Activity
Please reproduce the listing verbatim, without its images.

*** Block opens ***

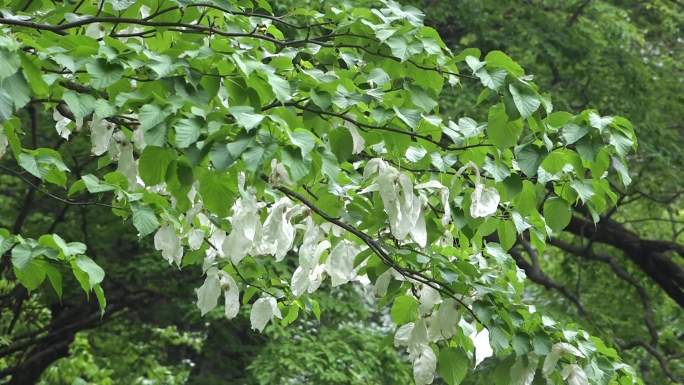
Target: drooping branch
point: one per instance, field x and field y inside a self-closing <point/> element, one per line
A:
<point x="379" y="251"/>
<point x="535" y="274"/>
<point x="649" y="255"/>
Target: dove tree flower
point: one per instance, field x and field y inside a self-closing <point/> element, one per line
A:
<point x="269" y="153"/>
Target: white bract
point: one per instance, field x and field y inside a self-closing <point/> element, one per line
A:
<point x="167" y="241"/>
<point x="208" y="293"/>
<point x="424" y="365"/>
<point x="100" y="134"/>
<point x="278" y="233"/>
<point x="231" y="293"/>
<point x="485" y="201"/>
<point x="340" y="264"/>
<point x="245" y="223"/>
<point x="557" y="350"/>
<point x="574" y="375"/>
<point x="3" y="143"/>
<point x="483" y="349"/>
<point x="403" y="207"/>
<point x="264" y="310"/>
<point x="61" y="124"/>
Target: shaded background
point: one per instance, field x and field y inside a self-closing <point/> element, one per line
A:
<point x="622" y="280"/>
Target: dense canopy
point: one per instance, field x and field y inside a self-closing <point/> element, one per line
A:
<point x="275" y="158"/>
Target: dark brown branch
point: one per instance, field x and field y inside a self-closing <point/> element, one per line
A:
<point x="536" y="275"/>
<point x="379" y="251"/>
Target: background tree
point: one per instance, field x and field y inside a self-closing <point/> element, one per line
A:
<point x="152" y="277"/>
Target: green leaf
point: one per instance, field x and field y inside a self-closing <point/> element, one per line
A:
<point x="16" y="87"/>
<point x="280" y="87"/>
<point x="22" y="255"/>
<point x="584" y="189"/>
<point x="29" y="163"/>
<point x="103" y="74"/>
<point x="507" y="234"/>
<point x="525" y="101"/>
<point x="92" y="269"/>
<point x="573" y="132"/>
<point x="81" y="105"/>
<point x="10" y="63"/>
<point x="55" y="278"/>
<point x="216" y="193"/>
<point x="304" y="139"/>
<point x="501" y="132"/>
<point x="101" y="299"/>
<point x="33" y="75"/>
<point x="453" y="365"/>
<point x="399" y="47"/>
<point x="187" y="132"/>
<point x="404" y="309"/>
<point x="341" y="143"/>
<point x="150" y="115"/>
<point x="246" y="117"/>
<point x="557" y="213"/>
<point x="501" y="60"/>
<point x="529" y="158"/>
<point x="144" y="220"/>
<point x="153" y="164"/>
<point x="69" y="249"/>
<point x="32" y="275"/>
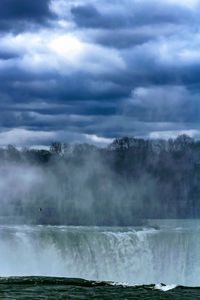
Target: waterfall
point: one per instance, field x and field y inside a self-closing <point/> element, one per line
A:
<point x="130" y="255"/>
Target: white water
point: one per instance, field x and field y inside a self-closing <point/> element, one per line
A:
<point x="170" y="254"/>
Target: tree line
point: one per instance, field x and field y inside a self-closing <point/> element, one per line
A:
<point x="130" y="179"/>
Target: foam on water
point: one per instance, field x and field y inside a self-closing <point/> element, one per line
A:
<point x="135" y="256"/>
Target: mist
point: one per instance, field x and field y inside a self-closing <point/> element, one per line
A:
<point x="130" y="180"/>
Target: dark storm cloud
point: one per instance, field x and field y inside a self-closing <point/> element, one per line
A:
<point x="16" y="15"/>
<point x="133" y="14"/>
<point x="104" y="68"/>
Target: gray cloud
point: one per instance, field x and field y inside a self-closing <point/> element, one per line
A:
<point x="16" y="15"/>
<point x="98" y="69"/>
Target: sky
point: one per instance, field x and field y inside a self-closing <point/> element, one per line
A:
<point x="88" y="71"/>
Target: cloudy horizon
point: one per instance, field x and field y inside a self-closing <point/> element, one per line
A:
<point x="90" y="71"/>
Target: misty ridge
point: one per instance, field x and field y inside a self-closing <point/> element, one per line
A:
<point x="81" y="184"/>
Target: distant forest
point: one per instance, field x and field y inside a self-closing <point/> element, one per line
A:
<point x="81" y="184"/>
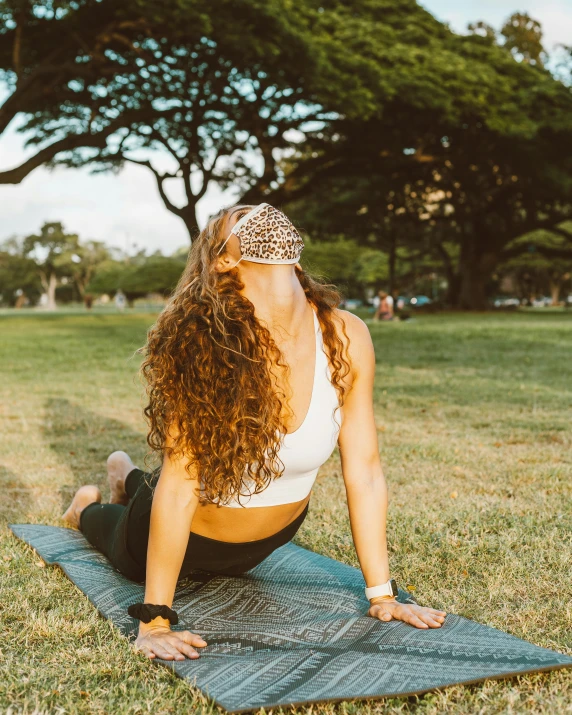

*** Block closes ***

Result of this exercise
Target: drooping branch
point: one per instance, field x and field y inside a self-closing <point/> element, one per line
A:
<point x="379" y="251"/>
<point x="535" y="274"/>
<point x="649" y="255"/>
Target: dove tree flower
point: one per instance, field x and field y inside a self-closing <point/> element, one per line
A:
<point x="269" y="153"/>
Target: white bract
point: one per instance, field x and field y inside a self-closing <point/> element, one per line
A:
<point x="167" y="241"/>
<point x="208" y="293"/>
<point x="424" y="365"/>
<point x="100" y="134"/>
<point x="278" y="233"/>
<point x="231" y="293"/>
<point x="485" y="201"/>
<point x="340" y="264"/>
<point x="245" y="223"/>
<point x="557" y="350"/>
<point x="574" y="375"/>
<point x="3" y="143"/>
<point x="483" y="349"/>
<point x="403" y="207"/>
<point x="264" y="310"/>
<point x="61" y="124"/>
Target: shaded background
point: one per instance, field x and field y inside a self-closing <point/> element, one per line
A:
<point x="622" y="280"/>
Target: dense canopy
point: one per instance, field x and field y inside a self-closing <point/> element, one per line
A:
<point x="275" y="158"/>
Target: dark brown branch
point: one per instance, field x and field y inside a self-closing <point/> element, one per line
A:
<point x="536" y="275"/>
<point x="379" y="251"/>
Target: background tree
point: one per instance, field x and field y inside a self-closing <point/> element, one per line
A:
<point x="152" y="277"/>
Target: green leaf
point: one per instance, field x and field y inside a self-closing <point/> element, one per line
A:
<point x="16" y="87"/>
<point x="280" y="87"/>
<point x="22" y="255"/>
<point x="584" y="189"/>
<point x="29" y="163"/>
<point x="103" y="74"/>
<point x="507" y="234"/>
<point x="525" y="101"/>
<point x="92" y="269"/>
<point x="573" y="132"/>
<point x="81" y="105"/>
<point x="10" y="63"/>
<point x="55" y="278"/>
<point x="216" y="193"/>
<point x="304" y="139"/>
<point x="501" y="132"/>
<point x="101" y="299"/>
<point x="33" y="75"/>
<point x="453" y="365"/>
<point x="399" y="47"/>
<point x="187" y="132"/>
<point x="404" y="309"/>
<point x="341" y="143"/>
<point x="150" y="115"/>
<point x="246" y="117"/>
<point x="557" y="213"/>
<point x="501" y="60"/>
<point x="529" y="158"/>
<point x="144" y="220"/>
<point x="153" y="164"/>
<point x="69" y="249"/>
<point x="32" y="275"/>
Target: waterfall
point: one per instance, field x and field y inside a self-closing <point/> element, one per line
A:
<point x="130" y="255"/>
Target: white water
point: one per instance, field x and field y inside a self-closing <point/> element, one per line
A:
<point x="170" y="254"/>
Target: tree line
point: one per instance, field x and field y inside a self-closing <point/> element, one per line
A:
<point x="130" y="179"/>
Target: foam on water
point: one per instance, field x and field y inside a self-closing <point/> element, one per line
A:
<point x="135" y="256"/>
Target: mist
point: one per instance, field x and field y inside a self-closing <point/> element, one per line
A:
<point x="130" y="180"/>
Target: dark storm cloud
point: one per instance, field x and field y inside a self-closing <point/> element, one per line
A:
<point x="16" y="15"/>
<point x="133" y="14"/>
<point x="104" y="68"/>
Target: gray cloud
point: one per instance, field x and field y inside a self-closing <point/> element, one per line
A:
<point x="16" y="15"/>
<point x="98" y="69"/>
Target: sky
point: one per instance, field x and field y inside a self-closing <point/> element, one per line
A:
<point x="88" y="71"/>
Target: cloudy horizon
point: one per instance, field x and field y inside a self-closing <point/> element, one per line
A:
<point x="90" y="71"/>
Target: misty ridge
point: one per instance, field x and field y inside a self-closing <point/> element, one per line
A:
<point x="81" y="184"/>
Target: distant forest
point: one per instance, field x and field y inside a self-closing <point/> element, one per line
A:
<point x="81" y="184"/>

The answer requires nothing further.